What to do:
Output every record below exactly.

Data to examine START

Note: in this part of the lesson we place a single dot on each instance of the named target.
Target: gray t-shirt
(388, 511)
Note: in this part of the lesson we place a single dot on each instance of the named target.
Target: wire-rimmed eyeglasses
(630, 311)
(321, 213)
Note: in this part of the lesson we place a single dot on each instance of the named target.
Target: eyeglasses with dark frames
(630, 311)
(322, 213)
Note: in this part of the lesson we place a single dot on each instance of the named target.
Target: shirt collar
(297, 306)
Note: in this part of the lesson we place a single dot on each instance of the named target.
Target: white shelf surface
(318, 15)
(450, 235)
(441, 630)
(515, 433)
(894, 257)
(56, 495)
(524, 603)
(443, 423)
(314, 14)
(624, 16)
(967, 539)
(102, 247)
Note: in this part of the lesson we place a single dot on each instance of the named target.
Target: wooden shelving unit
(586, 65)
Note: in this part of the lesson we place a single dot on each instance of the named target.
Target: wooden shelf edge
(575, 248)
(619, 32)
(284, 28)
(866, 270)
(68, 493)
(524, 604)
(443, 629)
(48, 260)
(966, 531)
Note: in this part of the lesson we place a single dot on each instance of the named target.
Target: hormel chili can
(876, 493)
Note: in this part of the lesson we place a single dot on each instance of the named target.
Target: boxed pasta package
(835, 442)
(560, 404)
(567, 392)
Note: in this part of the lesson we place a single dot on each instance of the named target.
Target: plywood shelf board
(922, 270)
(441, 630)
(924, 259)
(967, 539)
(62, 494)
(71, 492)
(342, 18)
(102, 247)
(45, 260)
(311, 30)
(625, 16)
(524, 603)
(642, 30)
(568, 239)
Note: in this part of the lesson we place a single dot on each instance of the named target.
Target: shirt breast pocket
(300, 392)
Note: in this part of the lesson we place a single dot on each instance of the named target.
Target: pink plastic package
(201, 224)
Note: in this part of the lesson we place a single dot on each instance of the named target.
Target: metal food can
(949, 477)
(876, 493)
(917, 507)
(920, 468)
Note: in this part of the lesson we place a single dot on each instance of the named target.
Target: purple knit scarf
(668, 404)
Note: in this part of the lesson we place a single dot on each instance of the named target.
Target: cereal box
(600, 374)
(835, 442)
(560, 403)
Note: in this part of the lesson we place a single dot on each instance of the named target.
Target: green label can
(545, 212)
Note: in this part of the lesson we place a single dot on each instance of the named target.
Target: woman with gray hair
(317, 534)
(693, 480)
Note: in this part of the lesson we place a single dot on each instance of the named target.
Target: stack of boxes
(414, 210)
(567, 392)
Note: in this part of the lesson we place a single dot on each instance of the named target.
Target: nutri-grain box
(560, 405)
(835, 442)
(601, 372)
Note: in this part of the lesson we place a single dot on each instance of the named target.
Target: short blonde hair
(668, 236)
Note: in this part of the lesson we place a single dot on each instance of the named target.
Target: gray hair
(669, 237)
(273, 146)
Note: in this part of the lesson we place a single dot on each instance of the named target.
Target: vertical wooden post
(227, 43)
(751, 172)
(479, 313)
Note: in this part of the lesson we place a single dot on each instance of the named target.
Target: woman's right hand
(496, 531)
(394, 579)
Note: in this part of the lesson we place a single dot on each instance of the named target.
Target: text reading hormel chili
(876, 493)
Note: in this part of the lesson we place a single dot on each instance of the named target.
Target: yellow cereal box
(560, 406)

Data to examine END

Result of this task:
Note: in this part of the lesson we place a single dot on each instance of the named target.
Target: gray t-shirt
(388, 511)
Note: in this part of the lesson we place a single dot on each instance of the named target.
Target: wire-rimmed eyeglasses
(630, 311)
(321, 213)
Note: in this part of the lesson we place a single dot on each instance of the named target.
Target: eyeglasses with dark frames
(630, 311)
(322, 213)
Note: in this part of the lesson we place a single dot on each instance of the named target.
Target: shirt collar
(297, 306)
Note: in this part of the lesson we place a single dot on each instance of the named target.
Target: white shelf surface
(318, 15)
(450, 235)
(441, 630)
(515, 433)
(894, 257)
(56, 495)
(524, 603)
(443, 423)
(314, 14)
(624, 16)
(967, 539)
(102, 247)
Note: in this part of the lesson we place a single dot on each instance of the named target.
Target: wooden shelving unit
(586, 65)
Note: in this part of the lesson we place a single dot on each instance of the named target.
Target: wooden shelf edge
(575, 248)
(619, 32)
(284, 28)
(866, 270)
(68, 493)
(524, 604)
(443, 629)
(48, 260)
(966, 531)
Note: in this part of the lesson we place a single dot on each instance of the named target.
Target: hormel chili can
(876, 493)
Note: in this part of the lesson we place a single dot on each instance of the named target.
Target: boxed pasta package
(835, 442)
(560, 404)
(567, 392)
Note: in this part of the lesson we place a single dot on each instance of the named target.
Target: plywood shelf board
(922, 270)
(441, 630)
(924, 259)
(967, 539)
(62, 494)
(71, 492)
(342, 18)
(102, 247)
(45, 260)
(311, 30)
(625, 16)
(524, 603)
(642, 30)
(568, 239)
Note: in this part of the lesson we place a single dot on each instance of the named target.
Target: shirt breast pocket
(300, 392)
Note: in this part of the lesson we place a single dot on each instance of the named target.
Target: pink plastic package
(201, 224)
Note: in this part of the lesson we place a single dot on each instance of the named target.
Target: metal food can
(949, 477)
(876, 493)
(917, 507)
(920, 468)
Note: in this part of the lesson we place a single dot on each instance of the named target.
Target: purple knit scarf
(668, 404)
Note: in this part of the lesson we place a single dot on each instance of the named target.
Target: cereal box
(600, 374)
(835, 442)
(560, 403)
Note: in this part of the lesson we place a single dot on each instance of the named target.
Target: green label can
(545, 212)
Note: in this part of the lesson we place a single dot on each instance of the named target.
Target: woman with gray hair
(317, 534)
(693, 480)
Note: in this part of the lesson we place a single dot on each instance of the named target.
Target: stack of boxes
(414, 210)
(567, 392)
Note: in this part of the lesson we place a single dot on each instance of the named target.
Target: nutri-grain box
(560, 405)
(835, 442)
(601, 372)
Note: in this part of the lesson we place a single dot on each instance of the named target.
Target: short blonde hair
(668, 236)
Note: in this part of the lesson we place a single dot on each instance of the named target.
Target: gray hair
(669, 237)
(273, 146)
Note: in this part of the lesson we place a single dot on each instance of the named target.
Target: vertical wooden post
(227, 43)
(751, 172)
(479, 313)
Note: in this part of the lesson we place a single dot on each instance of the named target.
Target: woman's right hand
(496, 531)
(394, 579)
Note: in this part of the lesson we place a single dot on each instance of the named target.
Target: text reading hormel chili
(876, 493)
Note: in this part of the lesson we place a single dot on each instance of the named target.
Target: yellow cereal box
(560, 406)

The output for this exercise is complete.